== What to do ==
Please find each of the rows below that contains the word "video", and copy every one of those rows in full.

BEGIN Material for this exercise

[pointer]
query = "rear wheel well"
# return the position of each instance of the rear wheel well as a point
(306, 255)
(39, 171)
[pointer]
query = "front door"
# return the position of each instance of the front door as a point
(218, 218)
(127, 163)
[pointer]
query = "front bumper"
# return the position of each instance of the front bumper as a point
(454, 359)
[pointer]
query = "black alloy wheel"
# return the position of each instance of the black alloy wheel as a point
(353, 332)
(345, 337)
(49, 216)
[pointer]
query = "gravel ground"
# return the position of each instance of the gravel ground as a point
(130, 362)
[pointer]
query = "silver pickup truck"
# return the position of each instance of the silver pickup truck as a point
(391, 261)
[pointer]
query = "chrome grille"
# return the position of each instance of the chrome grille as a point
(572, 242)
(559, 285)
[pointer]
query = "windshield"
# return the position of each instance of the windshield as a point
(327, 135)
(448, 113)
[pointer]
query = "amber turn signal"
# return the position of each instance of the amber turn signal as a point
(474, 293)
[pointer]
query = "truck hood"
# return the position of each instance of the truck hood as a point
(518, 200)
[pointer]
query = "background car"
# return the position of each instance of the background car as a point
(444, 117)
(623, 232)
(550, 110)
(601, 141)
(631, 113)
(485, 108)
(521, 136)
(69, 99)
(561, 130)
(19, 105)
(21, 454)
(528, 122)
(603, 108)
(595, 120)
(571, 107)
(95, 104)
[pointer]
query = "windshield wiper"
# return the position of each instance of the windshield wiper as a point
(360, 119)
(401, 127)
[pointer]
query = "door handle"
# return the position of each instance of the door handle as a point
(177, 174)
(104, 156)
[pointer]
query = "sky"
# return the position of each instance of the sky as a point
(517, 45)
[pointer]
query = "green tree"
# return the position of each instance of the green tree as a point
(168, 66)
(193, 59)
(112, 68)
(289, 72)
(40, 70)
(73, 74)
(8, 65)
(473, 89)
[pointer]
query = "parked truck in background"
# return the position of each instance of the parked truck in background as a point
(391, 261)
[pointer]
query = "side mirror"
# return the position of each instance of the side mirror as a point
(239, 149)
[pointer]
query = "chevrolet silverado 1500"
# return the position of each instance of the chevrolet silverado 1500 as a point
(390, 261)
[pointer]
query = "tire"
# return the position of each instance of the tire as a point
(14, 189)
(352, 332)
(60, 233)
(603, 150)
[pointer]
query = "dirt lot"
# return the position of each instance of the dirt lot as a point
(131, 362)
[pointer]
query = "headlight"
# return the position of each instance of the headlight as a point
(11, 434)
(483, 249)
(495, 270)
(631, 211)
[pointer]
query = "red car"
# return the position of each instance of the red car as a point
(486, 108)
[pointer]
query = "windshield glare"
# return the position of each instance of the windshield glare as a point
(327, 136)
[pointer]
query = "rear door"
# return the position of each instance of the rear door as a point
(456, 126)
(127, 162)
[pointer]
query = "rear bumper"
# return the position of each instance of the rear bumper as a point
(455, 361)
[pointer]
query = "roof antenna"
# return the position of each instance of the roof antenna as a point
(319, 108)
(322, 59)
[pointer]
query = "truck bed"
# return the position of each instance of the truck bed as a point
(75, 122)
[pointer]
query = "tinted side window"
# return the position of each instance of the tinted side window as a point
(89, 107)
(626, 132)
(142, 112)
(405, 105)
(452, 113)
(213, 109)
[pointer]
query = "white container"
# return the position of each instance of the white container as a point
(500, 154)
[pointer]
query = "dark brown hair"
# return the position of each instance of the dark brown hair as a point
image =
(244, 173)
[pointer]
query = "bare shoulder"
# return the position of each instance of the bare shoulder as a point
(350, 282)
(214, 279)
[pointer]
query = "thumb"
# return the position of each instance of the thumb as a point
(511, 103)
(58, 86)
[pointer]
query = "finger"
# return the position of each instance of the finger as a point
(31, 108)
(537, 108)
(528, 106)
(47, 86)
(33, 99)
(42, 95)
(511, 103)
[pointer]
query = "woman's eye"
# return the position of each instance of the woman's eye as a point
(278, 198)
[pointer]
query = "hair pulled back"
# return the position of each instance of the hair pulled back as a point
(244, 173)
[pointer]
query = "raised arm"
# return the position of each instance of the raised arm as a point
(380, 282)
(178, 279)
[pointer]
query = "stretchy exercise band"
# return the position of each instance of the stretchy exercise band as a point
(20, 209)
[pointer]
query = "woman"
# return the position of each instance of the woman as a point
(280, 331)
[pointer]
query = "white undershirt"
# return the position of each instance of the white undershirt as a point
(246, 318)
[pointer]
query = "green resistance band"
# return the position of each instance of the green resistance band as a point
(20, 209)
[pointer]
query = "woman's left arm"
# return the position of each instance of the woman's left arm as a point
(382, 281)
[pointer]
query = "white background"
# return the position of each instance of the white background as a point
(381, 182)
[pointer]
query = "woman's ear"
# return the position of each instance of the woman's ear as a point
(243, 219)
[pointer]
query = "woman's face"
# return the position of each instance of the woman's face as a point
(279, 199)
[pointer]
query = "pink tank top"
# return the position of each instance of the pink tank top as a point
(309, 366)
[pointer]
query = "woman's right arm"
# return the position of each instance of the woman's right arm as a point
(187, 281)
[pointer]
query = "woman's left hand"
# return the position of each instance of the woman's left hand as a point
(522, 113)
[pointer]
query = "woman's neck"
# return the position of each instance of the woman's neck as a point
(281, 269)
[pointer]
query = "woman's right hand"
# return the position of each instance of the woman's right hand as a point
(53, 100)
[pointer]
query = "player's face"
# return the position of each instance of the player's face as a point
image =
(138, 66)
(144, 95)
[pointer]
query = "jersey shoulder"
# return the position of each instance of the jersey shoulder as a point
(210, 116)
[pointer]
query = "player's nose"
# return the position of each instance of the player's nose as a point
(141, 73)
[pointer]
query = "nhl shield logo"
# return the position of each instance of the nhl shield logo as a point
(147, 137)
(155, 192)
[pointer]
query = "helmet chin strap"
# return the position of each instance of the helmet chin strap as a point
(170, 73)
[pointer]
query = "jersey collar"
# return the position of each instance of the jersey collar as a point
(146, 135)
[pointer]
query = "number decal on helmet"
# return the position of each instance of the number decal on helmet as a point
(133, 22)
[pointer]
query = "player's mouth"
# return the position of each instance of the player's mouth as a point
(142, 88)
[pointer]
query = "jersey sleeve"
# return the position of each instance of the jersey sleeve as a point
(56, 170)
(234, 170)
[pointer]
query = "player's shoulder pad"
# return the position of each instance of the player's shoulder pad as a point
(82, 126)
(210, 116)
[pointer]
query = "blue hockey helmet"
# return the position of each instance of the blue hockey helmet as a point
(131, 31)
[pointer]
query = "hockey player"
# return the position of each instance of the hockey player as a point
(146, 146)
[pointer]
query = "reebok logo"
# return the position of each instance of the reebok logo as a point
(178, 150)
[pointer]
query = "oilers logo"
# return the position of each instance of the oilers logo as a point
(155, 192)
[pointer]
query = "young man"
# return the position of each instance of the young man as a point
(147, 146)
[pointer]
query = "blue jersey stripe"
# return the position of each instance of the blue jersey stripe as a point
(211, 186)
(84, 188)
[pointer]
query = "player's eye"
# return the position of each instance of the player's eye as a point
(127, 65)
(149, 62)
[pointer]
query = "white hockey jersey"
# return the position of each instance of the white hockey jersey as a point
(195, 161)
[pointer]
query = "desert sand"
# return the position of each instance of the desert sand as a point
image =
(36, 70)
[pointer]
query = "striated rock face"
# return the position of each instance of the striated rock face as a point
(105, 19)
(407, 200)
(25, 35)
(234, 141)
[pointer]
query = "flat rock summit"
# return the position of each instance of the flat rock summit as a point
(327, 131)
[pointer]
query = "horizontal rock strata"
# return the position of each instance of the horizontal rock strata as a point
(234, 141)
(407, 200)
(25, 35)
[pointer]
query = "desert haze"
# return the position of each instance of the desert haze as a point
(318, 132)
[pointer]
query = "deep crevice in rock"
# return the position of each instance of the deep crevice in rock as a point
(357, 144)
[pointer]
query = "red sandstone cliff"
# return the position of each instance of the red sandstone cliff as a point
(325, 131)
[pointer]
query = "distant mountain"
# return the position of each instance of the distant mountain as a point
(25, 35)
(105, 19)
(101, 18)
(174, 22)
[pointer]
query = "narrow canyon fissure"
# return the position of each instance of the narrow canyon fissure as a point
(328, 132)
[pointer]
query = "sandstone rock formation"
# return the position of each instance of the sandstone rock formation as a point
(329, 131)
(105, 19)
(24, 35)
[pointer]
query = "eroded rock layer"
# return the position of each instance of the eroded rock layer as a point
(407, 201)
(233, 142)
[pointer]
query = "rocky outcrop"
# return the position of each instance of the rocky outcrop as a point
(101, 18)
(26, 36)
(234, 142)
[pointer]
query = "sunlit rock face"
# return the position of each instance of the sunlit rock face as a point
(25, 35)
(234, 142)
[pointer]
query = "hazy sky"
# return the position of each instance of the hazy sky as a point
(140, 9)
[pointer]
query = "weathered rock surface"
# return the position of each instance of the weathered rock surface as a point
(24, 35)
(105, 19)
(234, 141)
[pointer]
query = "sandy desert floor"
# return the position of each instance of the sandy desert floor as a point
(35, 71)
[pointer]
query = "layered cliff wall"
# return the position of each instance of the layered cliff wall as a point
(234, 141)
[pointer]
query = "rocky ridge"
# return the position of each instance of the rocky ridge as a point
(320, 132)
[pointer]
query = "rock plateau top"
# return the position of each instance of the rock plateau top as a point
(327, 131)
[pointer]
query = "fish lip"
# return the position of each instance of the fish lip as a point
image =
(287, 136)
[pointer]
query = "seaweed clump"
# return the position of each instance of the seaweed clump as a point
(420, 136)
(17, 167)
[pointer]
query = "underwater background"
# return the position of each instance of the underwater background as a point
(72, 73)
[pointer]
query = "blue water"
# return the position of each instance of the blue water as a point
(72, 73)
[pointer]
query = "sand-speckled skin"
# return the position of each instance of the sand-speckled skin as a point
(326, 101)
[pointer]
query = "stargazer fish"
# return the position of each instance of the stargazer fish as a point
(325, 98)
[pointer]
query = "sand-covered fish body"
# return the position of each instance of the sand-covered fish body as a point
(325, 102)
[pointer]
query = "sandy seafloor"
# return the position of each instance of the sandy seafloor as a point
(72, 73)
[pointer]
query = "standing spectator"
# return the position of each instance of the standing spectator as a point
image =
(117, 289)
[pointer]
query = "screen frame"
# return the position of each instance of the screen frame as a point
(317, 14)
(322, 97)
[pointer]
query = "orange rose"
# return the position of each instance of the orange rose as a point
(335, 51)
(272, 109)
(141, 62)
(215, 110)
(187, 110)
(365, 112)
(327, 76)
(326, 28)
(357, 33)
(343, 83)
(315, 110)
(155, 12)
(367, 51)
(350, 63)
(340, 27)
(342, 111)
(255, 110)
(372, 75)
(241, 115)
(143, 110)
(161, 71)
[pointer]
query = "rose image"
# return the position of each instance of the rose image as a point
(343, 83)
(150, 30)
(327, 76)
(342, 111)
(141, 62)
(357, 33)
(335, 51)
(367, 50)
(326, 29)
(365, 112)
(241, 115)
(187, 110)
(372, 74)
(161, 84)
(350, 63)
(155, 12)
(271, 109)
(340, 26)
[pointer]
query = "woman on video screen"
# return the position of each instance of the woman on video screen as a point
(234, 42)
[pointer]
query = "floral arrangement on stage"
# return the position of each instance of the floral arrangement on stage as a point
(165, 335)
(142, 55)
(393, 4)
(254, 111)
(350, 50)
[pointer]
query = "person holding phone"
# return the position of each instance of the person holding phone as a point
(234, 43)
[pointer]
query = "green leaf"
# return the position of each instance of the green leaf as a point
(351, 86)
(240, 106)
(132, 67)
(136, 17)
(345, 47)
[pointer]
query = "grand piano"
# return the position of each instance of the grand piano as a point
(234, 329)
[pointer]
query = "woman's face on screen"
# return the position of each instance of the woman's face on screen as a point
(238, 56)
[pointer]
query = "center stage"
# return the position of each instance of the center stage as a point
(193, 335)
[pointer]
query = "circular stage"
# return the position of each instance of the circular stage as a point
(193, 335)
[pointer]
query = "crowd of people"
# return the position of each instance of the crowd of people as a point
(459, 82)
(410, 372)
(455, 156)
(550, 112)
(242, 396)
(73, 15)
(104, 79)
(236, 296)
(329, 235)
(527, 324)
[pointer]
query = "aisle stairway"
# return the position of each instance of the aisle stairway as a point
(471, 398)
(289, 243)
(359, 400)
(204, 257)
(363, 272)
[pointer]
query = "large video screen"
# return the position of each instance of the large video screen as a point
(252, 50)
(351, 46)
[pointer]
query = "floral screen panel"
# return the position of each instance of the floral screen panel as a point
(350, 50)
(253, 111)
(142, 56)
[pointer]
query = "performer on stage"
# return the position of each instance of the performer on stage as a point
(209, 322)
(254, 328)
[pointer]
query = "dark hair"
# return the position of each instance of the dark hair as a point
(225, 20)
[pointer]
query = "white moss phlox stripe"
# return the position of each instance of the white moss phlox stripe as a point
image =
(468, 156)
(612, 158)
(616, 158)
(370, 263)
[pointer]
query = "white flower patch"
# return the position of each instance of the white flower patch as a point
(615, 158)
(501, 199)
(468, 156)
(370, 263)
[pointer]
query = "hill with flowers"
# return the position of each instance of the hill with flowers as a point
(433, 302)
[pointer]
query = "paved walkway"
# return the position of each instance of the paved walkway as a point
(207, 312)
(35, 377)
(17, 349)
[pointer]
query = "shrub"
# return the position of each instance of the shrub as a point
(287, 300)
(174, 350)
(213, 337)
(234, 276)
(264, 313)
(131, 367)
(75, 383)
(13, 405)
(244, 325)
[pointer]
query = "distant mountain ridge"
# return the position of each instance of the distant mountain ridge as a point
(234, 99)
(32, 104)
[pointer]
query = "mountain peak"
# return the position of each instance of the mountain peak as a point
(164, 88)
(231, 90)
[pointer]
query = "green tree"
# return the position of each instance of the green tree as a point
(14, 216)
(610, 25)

END Material for this exercise

== The result ==
query = "woman on video screen"
# return the position of each instance of the woman on video screen as a point
query = "large video screen"
# return the position of each instance of the large video screen as a point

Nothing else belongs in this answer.